▸ Stated problem: Starting at the line that contains "Note to the class: locate the man's" and running through the end of the records below, express those lines as a JSON list of strings, one string per line, with blank lines omitted.

▸ Information provided:
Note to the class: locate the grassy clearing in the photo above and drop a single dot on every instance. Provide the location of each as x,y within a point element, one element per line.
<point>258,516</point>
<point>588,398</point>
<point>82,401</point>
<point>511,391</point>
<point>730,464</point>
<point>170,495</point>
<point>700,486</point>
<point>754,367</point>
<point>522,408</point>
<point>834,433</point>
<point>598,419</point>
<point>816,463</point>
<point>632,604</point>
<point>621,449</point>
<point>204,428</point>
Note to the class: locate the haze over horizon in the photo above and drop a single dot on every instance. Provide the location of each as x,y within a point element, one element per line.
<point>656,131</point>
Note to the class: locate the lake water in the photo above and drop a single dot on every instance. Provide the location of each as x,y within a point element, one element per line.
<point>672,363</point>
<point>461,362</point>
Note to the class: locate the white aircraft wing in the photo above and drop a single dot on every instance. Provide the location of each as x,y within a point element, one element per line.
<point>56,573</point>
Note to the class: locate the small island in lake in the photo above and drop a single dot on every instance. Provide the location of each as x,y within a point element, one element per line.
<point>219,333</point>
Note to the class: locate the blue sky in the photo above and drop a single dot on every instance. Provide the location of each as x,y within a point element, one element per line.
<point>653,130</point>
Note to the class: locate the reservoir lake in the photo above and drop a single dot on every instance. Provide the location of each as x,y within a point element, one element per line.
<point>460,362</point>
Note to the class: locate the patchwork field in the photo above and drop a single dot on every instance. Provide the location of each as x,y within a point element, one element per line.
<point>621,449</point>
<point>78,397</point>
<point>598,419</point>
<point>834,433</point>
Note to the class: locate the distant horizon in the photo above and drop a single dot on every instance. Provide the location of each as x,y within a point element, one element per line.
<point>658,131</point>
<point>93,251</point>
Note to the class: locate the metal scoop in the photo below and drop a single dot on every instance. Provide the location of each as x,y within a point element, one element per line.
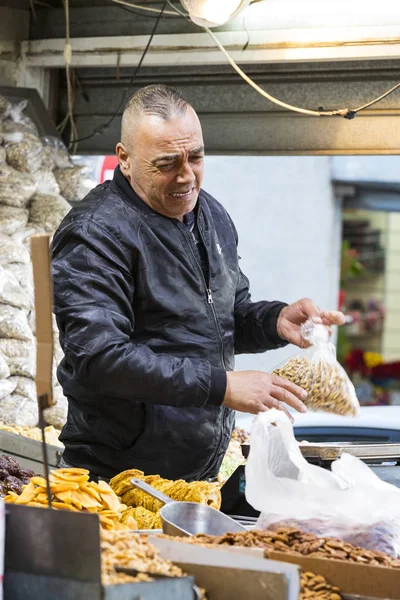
<point>189,518</point>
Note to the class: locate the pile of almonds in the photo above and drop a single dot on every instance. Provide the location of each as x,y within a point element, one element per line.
<point>294,541</point>
<point>315,587</point>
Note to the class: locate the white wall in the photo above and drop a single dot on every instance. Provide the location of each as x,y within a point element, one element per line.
<point>289,227</point>
<point>366,168</point>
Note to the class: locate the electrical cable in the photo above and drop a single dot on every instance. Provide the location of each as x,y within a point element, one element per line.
<point>102,128</point>
<point>70,95</point>
<point>145,8</point>
<point>347,113</point>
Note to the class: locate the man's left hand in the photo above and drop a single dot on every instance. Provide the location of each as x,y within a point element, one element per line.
<point>294,315</point>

▸ Response to the exercise:
[
  "Note to the class: locate the man's left hand in the photo above and drop a single dot on every instance. Provide the location of each as x,y within a point element, one element per line.",
  "<point>294,315</point>"
]